[What is being asked]
Repeat the rows from the line containing "The goal in" through the line containing "positive clicks: (412, 380)", inclusive, with nothing changed.

[Entries shown]

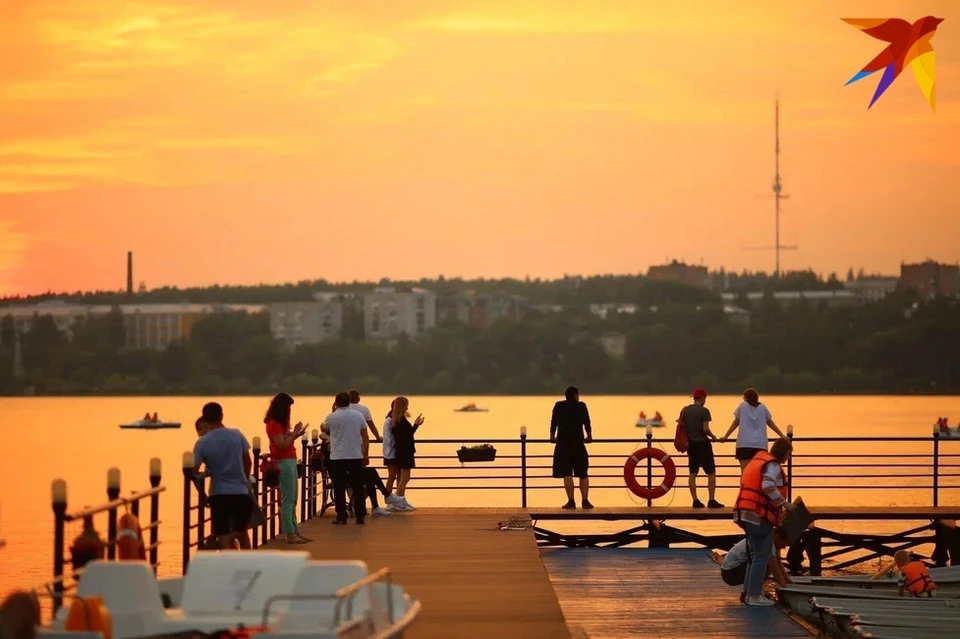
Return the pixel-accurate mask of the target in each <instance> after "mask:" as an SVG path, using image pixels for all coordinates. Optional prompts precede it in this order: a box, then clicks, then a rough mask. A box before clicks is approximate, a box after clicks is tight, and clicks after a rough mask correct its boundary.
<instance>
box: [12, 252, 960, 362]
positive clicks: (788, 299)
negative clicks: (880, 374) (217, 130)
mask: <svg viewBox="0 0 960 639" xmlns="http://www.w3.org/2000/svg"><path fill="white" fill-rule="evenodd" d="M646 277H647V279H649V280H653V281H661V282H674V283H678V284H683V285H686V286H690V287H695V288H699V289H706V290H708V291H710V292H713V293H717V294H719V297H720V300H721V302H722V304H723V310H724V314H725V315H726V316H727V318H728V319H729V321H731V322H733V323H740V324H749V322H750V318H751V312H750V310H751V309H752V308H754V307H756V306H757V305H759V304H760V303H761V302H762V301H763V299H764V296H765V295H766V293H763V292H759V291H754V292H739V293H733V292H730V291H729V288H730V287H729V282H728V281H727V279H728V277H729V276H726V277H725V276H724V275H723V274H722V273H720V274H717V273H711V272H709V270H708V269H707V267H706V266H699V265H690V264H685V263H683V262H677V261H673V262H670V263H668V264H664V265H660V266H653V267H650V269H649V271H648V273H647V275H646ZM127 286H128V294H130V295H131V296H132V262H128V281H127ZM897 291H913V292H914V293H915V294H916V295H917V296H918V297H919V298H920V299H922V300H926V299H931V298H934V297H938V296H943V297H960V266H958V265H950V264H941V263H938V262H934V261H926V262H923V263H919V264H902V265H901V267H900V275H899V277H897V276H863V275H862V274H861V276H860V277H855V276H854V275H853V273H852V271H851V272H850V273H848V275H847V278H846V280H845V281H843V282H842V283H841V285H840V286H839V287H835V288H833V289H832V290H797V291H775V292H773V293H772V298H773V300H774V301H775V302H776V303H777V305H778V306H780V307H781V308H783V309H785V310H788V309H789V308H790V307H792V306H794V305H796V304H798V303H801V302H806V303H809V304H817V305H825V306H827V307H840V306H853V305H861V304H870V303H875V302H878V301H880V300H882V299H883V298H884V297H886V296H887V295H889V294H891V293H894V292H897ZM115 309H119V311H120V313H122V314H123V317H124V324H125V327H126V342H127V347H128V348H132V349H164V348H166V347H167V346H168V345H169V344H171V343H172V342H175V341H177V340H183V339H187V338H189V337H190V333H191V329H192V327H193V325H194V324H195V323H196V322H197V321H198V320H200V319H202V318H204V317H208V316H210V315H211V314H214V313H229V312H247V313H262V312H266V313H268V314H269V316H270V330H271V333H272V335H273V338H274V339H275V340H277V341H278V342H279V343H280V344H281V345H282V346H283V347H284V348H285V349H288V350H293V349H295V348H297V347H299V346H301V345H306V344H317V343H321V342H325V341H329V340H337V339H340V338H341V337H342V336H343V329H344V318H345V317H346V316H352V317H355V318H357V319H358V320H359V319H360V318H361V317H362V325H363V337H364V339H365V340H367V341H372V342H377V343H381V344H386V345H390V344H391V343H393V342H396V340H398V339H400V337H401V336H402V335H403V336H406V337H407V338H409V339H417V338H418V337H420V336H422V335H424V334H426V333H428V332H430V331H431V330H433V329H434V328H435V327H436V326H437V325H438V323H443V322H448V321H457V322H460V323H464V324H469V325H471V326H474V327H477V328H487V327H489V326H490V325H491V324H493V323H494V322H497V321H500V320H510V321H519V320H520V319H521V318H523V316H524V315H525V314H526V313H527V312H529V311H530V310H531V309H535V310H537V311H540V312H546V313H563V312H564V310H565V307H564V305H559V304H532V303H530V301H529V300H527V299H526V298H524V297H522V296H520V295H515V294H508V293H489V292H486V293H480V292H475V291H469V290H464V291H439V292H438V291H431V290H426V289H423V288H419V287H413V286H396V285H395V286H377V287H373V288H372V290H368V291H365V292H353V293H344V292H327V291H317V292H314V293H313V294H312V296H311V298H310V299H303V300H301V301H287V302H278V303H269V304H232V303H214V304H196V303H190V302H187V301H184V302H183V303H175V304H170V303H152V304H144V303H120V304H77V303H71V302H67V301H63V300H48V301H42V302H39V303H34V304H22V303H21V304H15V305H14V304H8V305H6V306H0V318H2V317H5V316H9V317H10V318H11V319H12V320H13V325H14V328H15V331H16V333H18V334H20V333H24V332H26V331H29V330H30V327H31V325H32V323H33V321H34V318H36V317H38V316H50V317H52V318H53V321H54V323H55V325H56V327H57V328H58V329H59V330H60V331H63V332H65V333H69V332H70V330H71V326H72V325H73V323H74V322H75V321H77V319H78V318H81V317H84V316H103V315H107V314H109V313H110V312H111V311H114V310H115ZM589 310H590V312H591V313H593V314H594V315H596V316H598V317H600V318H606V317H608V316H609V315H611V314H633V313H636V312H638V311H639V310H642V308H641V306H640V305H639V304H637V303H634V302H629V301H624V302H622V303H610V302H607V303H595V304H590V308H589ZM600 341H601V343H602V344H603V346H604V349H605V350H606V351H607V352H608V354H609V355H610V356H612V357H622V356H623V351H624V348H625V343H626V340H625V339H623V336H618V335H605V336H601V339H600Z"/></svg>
...
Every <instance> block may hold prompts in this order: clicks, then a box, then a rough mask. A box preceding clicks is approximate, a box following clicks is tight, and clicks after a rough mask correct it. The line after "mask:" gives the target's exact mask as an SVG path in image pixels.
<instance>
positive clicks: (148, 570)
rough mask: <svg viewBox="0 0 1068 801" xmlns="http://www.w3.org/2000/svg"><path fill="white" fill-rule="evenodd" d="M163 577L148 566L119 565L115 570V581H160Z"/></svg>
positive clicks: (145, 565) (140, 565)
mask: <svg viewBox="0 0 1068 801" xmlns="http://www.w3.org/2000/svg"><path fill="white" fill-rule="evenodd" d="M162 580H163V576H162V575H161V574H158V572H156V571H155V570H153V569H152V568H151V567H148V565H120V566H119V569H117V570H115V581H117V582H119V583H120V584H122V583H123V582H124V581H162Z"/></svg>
* * *
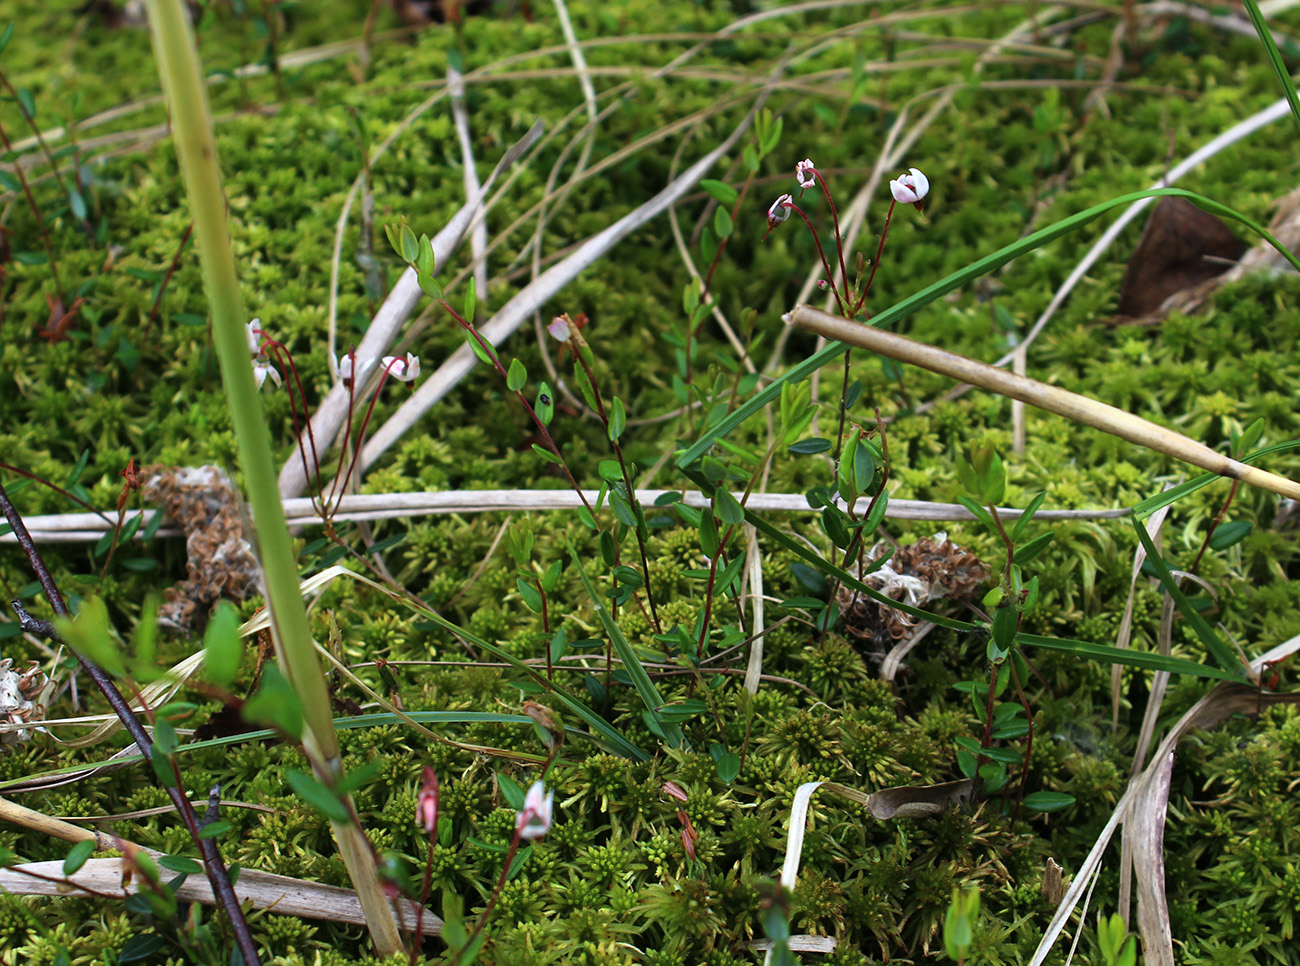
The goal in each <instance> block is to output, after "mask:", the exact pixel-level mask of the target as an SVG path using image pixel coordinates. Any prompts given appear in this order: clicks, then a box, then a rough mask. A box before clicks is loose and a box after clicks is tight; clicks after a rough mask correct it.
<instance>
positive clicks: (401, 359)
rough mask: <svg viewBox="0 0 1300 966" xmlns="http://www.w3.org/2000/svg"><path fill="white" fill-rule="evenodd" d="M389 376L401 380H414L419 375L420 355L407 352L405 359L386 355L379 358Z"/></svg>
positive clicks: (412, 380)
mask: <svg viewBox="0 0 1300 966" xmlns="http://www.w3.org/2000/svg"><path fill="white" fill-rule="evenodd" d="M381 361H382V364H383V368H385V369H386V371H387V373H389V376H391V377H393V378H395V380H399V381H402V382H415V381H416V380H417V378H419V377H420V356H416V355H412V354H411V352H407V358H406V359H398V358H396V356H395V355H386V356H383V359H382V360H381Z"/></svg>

[Reply]
The goal in each <instance> block is to output, after "mask:", the exact pixel-level mask of the target as an SVG path using image pixel coordinates. Any prompts given appear in this order: clicks, then a box, then a rough mask. A box before clicks is loose and a box after clicks is tight; clicks after a rough mask correct it.
<instance>
positive clicks: (401, 359)
rough mask: <svg viewBox="0 0 1300 966" xmlns="http://www.w3.org/2000/svg"><path fill="white" fill-rule="evenodd" d="M389 376L401 380H414L419 375L420 355L407 352L405 359L386 355L379 358Z"/></svg>
positive clicks: (412, 380)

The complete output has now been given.